The Senate Foreign Relations Committee, clearly questioning President Reagan's commitment to arms control, sidetracked the nomination of Kenneth Adelman as director of the Arms Control and Disarmament Agency yesterday to give the White House time to reconsider or withdraw it.
But at his news conference last night, Reagan defended his arms control policies and vowed to back his nominee, even if the committee votes Adelman down and paves the way for a showdown on the Senate floor.
Senate and administration sources said last night that they believed Reagan was prepared to accept a narrow no-confidence vote on Adelman in committee as long as he can win confirmation by the full Senate.
Asked whether he should withdraw Adelman's nomination so as not to harm U.S. arms control negotiating efforts under way in Geneva, Reagan replied: "I think it would be far more destructive to our allies and their peace of mind to see me repudiated by a Senate committee on someone that I want . . . . "
Committee Chairman Charles H. Percy (R-Ill.), faced earlier yesterday with the prospect of an embarrassing rejection of the president's choice by nine of the 17 senators, solicited a motion from Democratic members that would put off the vote for a week or more.
Adelman's critics on the committee contend that he lacks experience and a commitment to arms reduction.

Supplied information:

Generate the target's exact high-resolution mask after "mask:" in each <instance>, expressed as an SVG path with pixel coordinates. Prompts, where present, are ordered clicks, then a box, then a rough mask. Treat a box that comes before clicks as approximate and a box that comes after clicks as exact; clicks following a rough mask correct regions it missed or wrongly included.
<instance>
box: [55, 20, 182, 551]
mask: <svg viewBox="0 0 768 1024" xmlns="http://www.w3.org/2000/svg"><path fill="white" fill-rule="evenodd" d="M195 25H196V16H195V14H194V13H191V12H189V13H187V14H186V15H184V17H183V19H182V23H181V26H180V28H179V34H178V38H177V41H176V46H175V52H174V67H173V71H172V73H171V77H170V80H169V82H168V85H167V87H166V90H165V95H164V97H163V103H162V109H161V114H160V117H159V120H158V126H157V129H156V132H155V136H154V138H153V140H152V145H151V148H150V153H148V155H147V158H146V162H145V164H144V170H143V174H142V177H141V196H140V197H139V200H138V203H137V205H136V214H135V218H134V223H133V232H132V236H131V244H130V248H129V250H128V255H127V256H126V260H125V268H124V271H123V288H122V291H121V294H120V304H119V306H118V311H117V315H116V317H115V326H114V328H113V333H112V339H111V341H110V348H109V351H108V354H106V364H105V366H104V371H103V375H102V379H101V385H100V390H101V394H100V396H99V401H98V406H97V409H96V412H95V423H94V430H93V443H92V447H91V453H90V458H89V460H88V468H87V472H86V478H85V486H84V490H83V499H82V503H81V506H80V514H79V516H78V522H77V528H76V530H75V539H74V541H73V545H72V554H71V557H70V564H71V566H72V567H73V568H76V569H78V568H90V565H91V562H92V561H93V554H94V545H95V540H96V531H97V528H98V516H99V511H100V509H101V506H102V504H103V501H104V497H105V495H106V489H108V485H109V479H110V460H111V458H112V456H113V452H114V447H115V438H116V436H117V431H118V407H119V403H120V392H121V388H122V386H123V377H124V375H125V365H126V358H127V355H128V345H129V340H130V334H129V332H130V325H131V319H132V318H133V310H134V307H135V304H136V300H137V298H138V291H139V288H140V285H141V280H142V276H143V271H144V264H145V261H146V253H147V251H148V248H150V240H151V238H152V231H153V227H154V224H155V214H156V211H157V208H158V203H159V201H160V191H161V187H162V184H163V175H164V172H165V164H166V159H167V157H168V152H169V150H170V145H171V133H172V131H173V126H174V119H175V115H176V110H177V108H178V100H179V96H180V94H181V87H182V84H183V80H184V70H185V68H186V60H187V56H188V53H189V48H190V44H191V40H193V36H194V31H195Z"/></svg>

What to work on:
a: Translate this sentence from the article on the Adelman nomination into Spanish: "Adelman's critics on the committee contend that he lacks experience and a commitment to arms reduction."
b: According to the article on the Adelman nomination, who chaired the Senate Foreign Relations Committee?

Your written answers:
a: Los críticos de Adelman en el comité sostienen que le falta experiencia y un compromiso con la reducción de armas.

b: Charles H. Percy (R-Ill.)